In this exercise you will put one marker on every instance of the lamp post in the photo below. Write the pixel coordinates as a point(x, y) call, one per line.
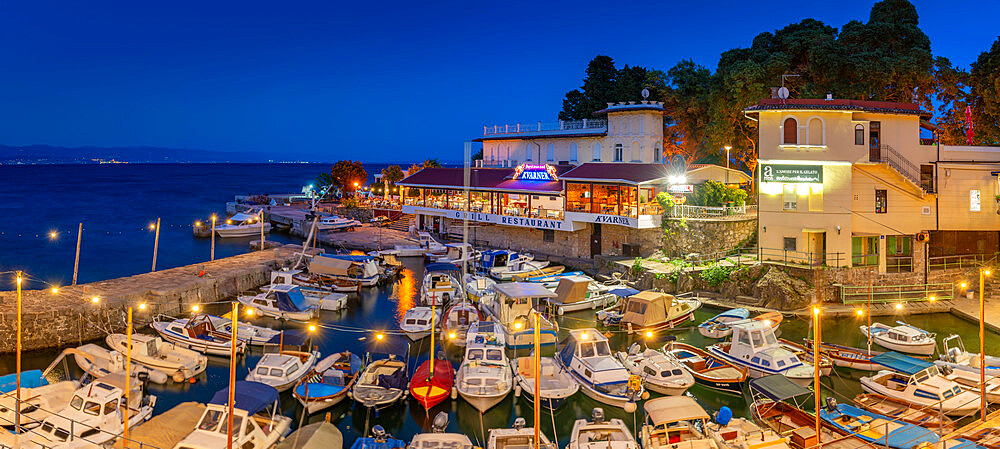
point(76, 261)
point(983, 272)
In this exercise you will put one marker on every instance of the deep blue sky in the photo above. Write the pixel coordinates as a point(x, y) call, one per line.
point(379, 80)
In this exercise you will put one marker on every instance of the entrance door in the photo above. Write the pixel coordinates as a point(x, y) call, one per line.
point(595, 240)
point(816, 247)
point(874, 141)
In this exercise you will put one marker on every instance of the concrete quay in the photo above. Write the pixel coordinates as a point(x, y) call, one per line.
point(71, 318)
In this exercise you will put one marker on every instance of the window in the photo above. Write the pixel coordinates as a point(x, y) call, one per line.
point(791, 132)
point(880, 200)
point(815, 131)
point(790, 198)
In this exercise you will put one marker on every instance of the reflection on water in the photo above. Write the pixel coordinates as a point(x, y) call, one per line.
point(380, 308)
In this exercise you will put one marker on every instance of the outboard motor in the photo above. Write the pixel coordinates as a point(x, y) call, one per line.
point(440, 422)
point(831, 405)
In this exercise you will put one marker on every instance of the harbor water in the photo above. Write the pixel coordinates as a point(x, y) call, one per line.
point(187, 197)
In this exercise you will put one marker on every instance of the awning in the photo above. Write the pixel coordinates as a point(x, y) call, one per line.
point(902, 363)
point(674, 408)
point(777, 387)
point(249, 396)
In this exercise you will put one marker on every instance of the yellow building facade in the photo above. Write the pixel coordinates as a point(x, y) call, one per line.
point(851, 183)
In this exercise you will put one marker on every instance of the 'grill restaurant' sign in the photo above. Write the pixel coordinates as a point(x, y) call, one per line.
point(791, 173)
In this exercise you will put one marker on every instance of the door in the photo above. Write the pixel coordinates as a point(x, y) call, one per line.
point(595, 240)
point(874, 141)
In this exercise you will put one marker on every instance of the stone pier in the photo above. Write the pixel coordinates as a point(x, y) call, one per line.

◆ Your instructions ◆
Arrange the material from its first line through the line containing "point(790, 198)" as a JSON list of strings, one string per line with blank lines omitted. Leave the pictures out.

◆ Result ◆
[
  "In this exercise you will put one marker on every instance of the lamp post in the photo below. Write the pixel coordinates as a point(x, y) call, one per line.",
  "point(76, 261)",
  "point(983, 272)",
  "In this exercise you will put one marker on every instance of the deep blue sky in the photo above. Write the pixel coordinates as a point(x, y) call, one per line.",
  "point(379, 80)",
  "In this exercise you will put one marker on every instance of the entrance door in the photo above. Write the pixel coordinates as a point(x, y) call, one per line.",
  "point(595, 240)",
  "point(816, 247)",
  "point(874, 141)",
  "In this exercise you will put one marker on every instance of the concrete quay in the photo above. Write the pixel coordinates as a point(x, y) call, one per line.",
  "point(71, 318)",
  "In this exercise you will put one marker on every instance of the window in the photo above. Write the pixel coordinates as a point(x, y) call, one per line.",
  "point(791, 132)",
  "point(880, 200)",
  "point(815, 131)",
  "point(790, 198)"
]